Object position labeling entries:

........

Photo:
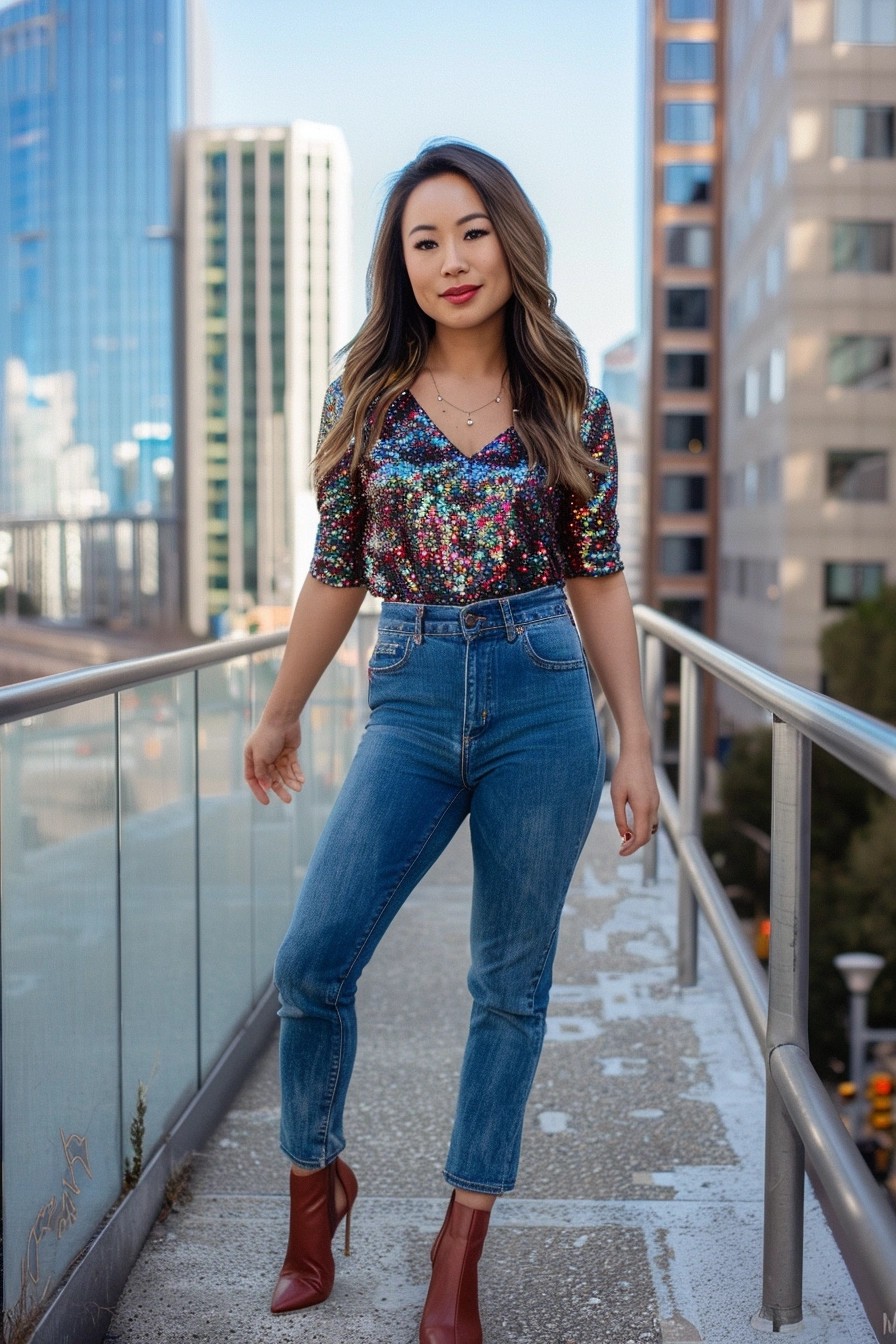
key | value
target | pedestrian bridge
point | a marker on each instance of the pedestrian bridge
(144, 894)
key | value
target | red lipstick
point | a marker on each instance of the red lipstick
(461, 293)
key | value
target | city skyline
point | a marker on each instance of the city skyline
(554, 94)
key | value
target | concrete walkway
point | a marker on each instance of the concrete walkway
(637, 1216)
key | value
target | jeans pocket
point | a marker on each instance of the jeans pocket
(390, 655)
(390, 652)
(554, 645)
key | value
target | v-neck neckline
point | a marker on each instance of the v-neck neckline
(468, 457)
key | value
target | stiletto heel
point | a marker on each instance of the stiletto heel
(308, 1270)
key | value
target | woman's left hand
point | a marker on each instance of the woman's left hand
(636, 799)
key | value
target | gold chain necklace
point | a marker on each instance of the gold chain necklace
(476, 409)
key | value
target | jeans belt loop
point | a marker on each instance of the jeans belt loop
(507, 612)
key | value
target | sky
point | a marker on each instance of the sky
(551, 89)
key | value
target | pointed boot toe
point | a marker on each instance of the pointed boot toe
(452, 1309)
(308, 1272)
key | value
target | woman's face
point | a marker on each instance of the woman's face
(453, 256)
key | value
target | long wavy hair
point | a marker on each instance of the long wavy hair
(546, 364)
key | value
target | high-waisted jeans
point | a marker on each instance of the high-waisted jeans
(481, 710)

........

*Goal*:
Omit the pictures. Output every record above word for word.

*Output for this exercise*:
Photo:
key | value
target | pedestrian bridge
point | a marker on each instance of the pedestrian bridge
(144, 894)
key | value
target | red lipstick
point | a marker on each instance of the red lipstick
(461, 293)
key | value
target | city skyline
point | a marker on each instance of the city skyline
(554, 94)
key | value
target | concrete walkway
point | a marker on each instance of the concrete walkway
(637, 1216)
key | value
target | jeans pocket
point | a marker on each instance of the jeans pocket
(390, 655)
(390, 652)
(554, 645)
key | value
target | v-neck neckline
point | a marker on each instance of the v-neck neckline
(468, 457)
key | value
target | stiletto heel
point | a marker on each instance of the stiletto heel
(308, 1270)
key | value
target | woman's left hand
point | a marker on each instance of the woman's left hand
(636, 799)
key | value
target | gold chain necklace
point | a marker on each instance of the gold chain necklace
(476, 409)
key | value
target | jeans belt loop
point | a marker on each instance of the jeans belt loop
(507, 612)
key | value
target | sky
point | a marker on each instance of the sky
(551, 89)
key | value
target | pointed boot toe
point | a marker on each instance of the pointed boot toe
(452, 1309)
(308, 1272)
key | value
target | woman's face
point | a marker on each instance of the woman's face
(453, 256)
key | value
target | long wavy hair
point | a marker on each instance of the long wavy hair
(546, 364)
key | value
target | high-waisted jeans
point | a marker on each instance of the high-waisted jeans
(481, 710)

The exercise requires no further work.